Extracted data entries
━━━━━━━━━━━━━━━━

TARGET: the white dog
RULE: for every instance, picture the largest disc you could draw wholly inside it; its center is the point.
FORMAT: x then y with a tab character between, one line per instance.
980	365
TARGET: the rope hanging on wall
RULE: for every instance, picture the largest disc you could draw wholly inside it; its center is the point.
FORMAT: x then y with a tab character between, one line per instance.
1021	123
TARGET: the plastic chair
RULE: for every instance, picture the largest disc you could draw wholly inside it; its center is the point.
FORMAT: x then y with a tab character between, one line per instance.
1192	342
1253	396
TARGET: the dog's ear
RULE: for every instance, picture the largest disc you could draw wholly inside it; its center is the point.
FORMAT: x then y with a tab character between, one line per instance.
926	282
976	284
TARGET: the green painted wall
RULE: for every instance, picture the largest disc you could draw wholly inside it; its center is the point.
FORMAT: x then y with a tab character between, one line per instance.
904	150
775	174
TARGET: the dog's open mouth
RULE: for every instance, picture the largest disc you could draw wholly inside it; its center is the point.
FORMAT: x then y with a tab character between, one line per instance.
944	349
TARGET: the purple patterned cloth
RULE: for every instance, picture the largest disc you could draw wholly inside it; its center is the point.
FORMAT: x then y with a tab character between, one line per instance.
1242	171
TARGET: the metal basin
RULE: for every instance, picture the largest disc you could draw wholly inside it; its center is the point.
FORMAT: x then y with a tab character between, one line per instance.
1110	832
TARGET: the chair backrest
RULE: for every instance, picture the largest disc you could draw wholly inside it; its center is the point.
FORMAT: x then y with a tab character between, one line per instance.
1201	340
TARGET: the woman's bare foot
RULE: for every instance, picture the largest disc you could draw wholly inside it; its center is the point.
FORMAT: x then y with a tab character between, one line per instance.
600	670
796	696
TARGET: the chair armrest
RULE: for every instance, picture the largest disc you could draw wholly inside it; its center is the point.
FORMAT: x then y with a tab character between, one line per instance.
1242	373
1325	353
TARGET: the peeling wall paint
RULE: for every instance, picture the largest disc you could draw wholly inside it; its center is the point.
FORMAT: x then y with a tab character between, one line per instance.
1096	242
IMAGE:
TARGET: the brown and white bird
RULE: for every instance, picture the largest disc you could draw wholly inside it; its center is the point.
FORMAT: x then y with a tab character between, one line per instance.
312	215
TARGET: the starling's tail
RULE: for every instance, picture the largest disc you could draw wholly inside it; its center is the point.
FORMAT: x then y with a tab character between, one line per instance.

━━━━━━━━━━━━━━━━

Please reproduce every one of the records above word for word.

Full answer:
TARGET: the white dog
RULE: for every instance, picture the largest disc you could draw wholly inside it; its center is the point.
FORMAT: x then y with a tab character between, one line per instance.
980	365
TARGET: the rope hanging on wall
RULE: for every instance, picture the largest disc you could draw wholly inside it; its center is the point.
FORMAT: x then y with a tab character between, one line per instance.
1021	123
TARGET: the plastic chair
RULE: for every instance, picture the largest disc you could draw wholly inside it; its center is the point.
FORMAT: x then y with a tab character between, one line per instance.
1192	342
1253	396
TARGET: the dog's ear
RULE: for every instance, picture the largest disc you could draw wholly inside it; its center is the point.
FORMAT: x then y with a tab character between, one line per instance.
926	282
976	284
TARGET: the green painted wall
RULE: for every instance, picture the largest disc you could draw wholly inside it; its center is the point.
FORMAT: x then y with a tab character between, one line per instance.
904	150
775	174
TARGET: the dog's open mouth
RULE: for every instance, picture the largest disc you could draw wholly inside it; its center is the point.
FORMAT: x then y with a tab character between, one line per instance.
944	349
TARGET: the purple patterned cloth
RULE: for every instance, picture the largest disc you could draw wholly inside it; its center is the point.
FORMAT: x then y with a tab character between, one line per instance.
1242	171
TARGET: the metal basin
RULE: for every instance, picture the largest disc you could draw wholly inside it; its center is the point.
FORMAT: x then y with a tab character between, one line per instance.
1110	832
TARGET: the chair backrest
RULE: for every instance, picture the largest disc you could draw wholly inside it; its center is the point.
FORMAT: x then y with a tab character between, one line per instance.
1201	340
TARGET: the woman's bare foot
RULE: for every instance, picture the largest disc you could draw wholly inside it; its center is the point.
FORMAT: x then y with a tab character between, one line per instance.
600	670
796	696
TARGET: the chair armrest
RULE: for every instance, picture the largest disc you could draw wholly inside it; its center is the point.
FORMAT: x then y with a tab character between, one line per instance.
1242	373
1325	353
TARGET: the peeling wall paint
RULE: for every instance, picture the largest disc you could draw wholly inside it; its center is the point.
FORMAT: x then y with a tab character between, one line per instance.
1096	242
IMAGE:
TARGET: the brown and white bird
RULE: for every instance, picture the largest disc you could draw wholly inside it; its center is the point.
FORMAT: x then y with a tab character between, one line per instance.
312	215
TARGET: the starling's tail
RULE: for every instance, picture the largest disc you could draw wholly inside it; its center is the point.
FORMAT: x then y with a tab character between, one line per instance.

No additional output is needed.